Objective
Substitute "list in square brackets" for every occurrence of "bracketed list" in the records below, and reproduce the records with everything else unchanged.

* START Listed records *

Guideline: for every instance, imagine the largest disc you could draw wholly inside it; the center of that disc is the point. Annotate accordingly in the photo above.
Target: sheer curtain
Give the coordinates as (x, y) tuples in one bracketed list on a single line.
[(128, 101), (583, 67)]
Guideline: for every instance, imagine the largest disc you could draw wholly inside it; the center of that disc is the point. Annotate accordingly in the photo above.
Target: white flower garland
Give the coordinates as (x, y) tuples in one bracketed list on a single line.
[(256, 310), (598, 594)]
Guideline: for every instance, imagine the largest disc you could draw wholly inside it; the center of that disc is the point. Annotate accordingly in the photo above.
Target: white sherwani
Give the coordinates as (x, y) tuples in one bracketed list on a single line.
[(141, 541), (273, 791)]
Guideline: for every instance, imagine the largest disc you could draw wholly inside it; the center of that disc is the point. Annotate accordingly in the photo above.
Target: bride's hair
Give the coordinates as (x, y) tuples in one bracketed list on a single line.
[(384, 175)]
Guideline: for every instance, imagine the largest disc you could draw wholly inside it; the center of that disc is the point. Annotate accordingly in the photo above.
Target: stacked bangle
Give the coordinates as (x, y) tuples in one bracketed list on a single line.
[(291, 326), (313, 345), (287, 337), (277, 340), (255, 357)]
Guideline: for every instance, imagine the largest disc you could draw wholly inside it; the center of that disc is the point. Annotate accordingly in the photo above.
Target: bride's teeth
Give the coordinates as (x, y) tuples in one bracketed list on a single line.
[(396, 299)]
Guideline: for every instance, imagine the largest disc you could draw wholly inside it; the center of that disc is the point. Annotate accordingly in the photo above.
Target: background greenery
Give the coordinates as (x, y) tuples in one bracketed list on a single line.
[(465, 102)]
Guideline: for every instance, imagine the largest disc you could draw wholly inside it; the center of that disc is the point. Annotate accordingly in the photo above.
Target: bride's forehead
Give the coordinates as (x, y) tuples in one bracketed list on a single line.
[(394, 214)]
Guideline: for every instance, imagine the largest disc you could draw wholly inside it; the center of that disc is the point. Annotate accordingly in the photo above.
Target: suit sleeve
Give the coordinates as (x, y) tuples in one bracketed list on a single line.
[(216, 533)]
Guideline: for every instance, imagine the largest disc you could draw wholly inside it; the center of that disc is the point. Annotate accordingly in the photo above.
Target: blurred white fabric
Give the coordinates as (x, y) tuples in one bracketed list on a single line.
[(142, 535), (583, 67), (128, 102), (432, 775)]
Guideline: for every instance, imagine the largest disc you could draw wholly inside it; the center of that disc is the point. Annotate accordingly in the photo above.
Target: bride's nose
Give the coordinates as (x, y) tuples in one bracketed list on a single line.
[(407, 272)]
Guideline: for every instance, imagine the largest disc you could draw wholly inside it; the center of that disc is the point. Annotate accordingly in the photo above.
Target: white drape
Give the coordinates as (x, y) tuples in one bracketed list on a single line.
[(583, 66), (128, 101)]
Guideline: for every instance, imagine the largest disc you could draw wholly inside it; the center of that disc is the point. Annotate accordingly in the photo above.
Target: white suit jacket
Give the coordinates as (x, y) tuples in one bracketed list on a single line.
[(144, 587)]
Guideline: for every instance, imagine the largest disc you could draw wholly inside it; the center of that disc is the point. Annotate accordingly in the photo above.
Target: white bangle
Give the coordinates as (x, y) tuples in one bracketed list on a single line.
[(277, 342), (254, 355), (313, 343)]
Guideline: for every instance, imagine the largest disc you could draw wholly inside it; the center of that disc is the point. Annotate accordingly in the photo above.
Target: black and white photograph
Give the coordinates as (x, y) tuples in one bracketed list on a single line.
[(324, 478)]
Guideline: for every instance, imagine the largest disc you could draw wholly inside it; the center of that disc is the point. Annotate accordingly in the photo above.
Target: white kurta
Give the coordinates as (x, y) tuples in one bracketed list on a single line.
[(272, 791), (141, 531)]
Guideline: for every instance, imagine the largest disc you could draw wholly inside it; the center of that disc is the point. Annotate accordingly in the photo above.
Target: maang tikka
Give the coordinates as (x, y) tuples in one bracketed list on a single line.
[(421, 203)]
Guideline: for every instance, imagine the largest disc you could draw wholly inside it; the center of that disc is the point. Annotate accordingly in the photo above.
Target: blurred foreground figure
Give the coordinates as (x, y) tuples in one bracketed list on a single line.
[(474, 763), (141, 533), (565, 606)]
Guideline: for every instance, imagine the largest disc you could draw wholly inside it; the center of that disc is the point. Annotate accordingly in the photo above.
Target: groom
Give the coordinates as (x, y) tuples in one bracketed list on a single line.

* END Listed records *

Expected answer
Guideline: for every instance, imagine the largest disc you could draw wholly inside it; the center of that disc is the point. Annotate accordingly in the photo above.
Target: sheer curtain
Give the coordinates as (x, y) tuples in one list in square brackets on a single line.
[(128, 101), (583, 67)]
Guideline: for every instance, imagine the largest disc you could draw wholly inside it; the center of that disc is the point. Annotate accordingly in the photo above.
Target: white flower garland
Give the coordinates as (x, y) tuples in one list in square brackets on a single line.
[(256, 310), (598, 594)]
Guideline: for every instance, imagine the largest disc you could draw wholly inside it; the center of that disc is the point. Annotate accordingly in the photo above.
Target: white sherwani
Give the coordinates as (x, y) tuples in one list in square brackets on a single line.
[(141, 541), (273, 791)]
Guideline: for every instance, imagine the largest disc you could draw wholly inside it; the center of that disc is the point. Annotate accordingly in the photo above.
Target: bride's hair
Give the coordinates as (x, y) tuples in one list in square brackets on a single line.
[(384, 175)]
Guideline: for every instance, imagine the largest disc you could draw wholly inside it; the center of that disc is the point. Annotate accordingly in the photo above.
Target: stacked bangle
Give the coordinates as (x, y) tuples in one list in square brackets on a single line.
[(291, 326), (313, 345), (287, 337), (277, 340), (255, 357)]
Guideline: for every instance, imagine the largest disc you could draw wholly inside it; the center of that disc is the point. Annotate accordingly in the photo above.
Target: bride's teeth
Give the coordinates as (x, y) tuples in one list in square brackets on a single line.
[(396, 299)]
Guideline: for every instance, imagine the largest disc you could draw wholly inside it; the center of that disc is the point. Annotate accordingly in the photo above.
Target: background greenery
Give the coordinates as (x, y) tuples in one list in square brackets on a single line.
[(465, 102)]
Guideline: for every instance, imagine the largest disc you could draw wholly inside it; the center of that disc is the point. Annotate accordingly in the photo above.
Target: bride's forehead
Give the coordinates as (x, y) tuples in one list in square brackets on a single line.
[(394, 214)]
Guideline: for every instance, imagine the largest disc you could draw wholly inside it; the center of that disc is the point. Annotate accordingly in the photo above.
Target: suit sleeve
Give the coordinates as (x, y) tuples in one list in square brackets on a single line.
[(216, 533)]
Guideline: for every instance, imagine the largest disc you could draw wholly inside it; the center of that disc is the point. Annotate accordingly in the photo above.
Target: blurred white fabric
Give the coordinates as (x, y) tuples in one list in square brackets on a single line.
[(142, 535), (583, 67), (128, 102), (432, 775)]
Guideline: for every instance, imagine the largest disc you could draw wholly inside it; the center of that disc is the point. Annotate accordingly in the photo above.
Target: bride's nose
Give the coordinates as (x, y) tuples in one list in square brackets on a single line.
[(407, 272)]
Guideline: for every instance, imagine the largest disc you could draw wholly inside it; the center of that disc is the point. Annotate accordingly in the photo above.
Target: white drape
Give the coordinates as (x, y) tuples in one list in square brackets on a single line.
[(583, 66), (128, 101)]
Guideline: for every instance, imagine the largest disc you could draw wholly inside it; the center of that disc is the point. Annotate accordingly in the photo above.
Target: white suit jacket
Give the coordinates as (x, y) tuples in one list in square brackets on a single line.
[(144, 587)]
Guideline: for every instance, imagine the largest disc you could draw wholly inside it; the center of that disc is the point. Annotate accordingly in the photo above.
Target: white bangle
Give the coordinates as (x, y) tuples in one list in square brackets on a single line.
[(277, 342), (254, 355), (313, 343)]
Guideline: for every instance, imagine the largest disc you could draw wholly inside it; the center of that disc is the point. Annotate accordingly in the photo above.
Target: black and white photograph
Give the coordinates as (x, y) tuples in one list in square brackets on a single line.
[(324, 478)]
Guideline: for every instance, imagine the largest disc you could draw wholly inside it; the center of that disc is the point. Annotate accordingly in the photo above.
Target: white kurta
Give the coordinates as (x, y) tuples in one list in square brackets on a single line.
[(272, 791), (141, 531)]
Guideline: for every instance, imagine the largest disc you could draw wholly inside it; the center of that disc is the point. Annotate accordingly in the photo above.
Target: maang tikka
Give the coordinates as (x, y) tuples in one list in square brackets on a single line.
[(421, 203)]
Guideline: for every instance, imagine the largest disc you could draw wholly inside it; the center of that disc is the point. Annotate accordingly in the photo above.
Target: blurred foreground figure
Give the coordinates as (x, y) tuples in one list in square brackets on a single line.
[(474, 763), (141, 533), (565, 606)]
Guideline: for every instance, imagine the largest disc you could draw wholly inside it; the center of that disc is the point. Annotate accordingly in the photo above.
Target: groom
Give the coordinates as (x, y) tuples in one list in square brackets on a single line.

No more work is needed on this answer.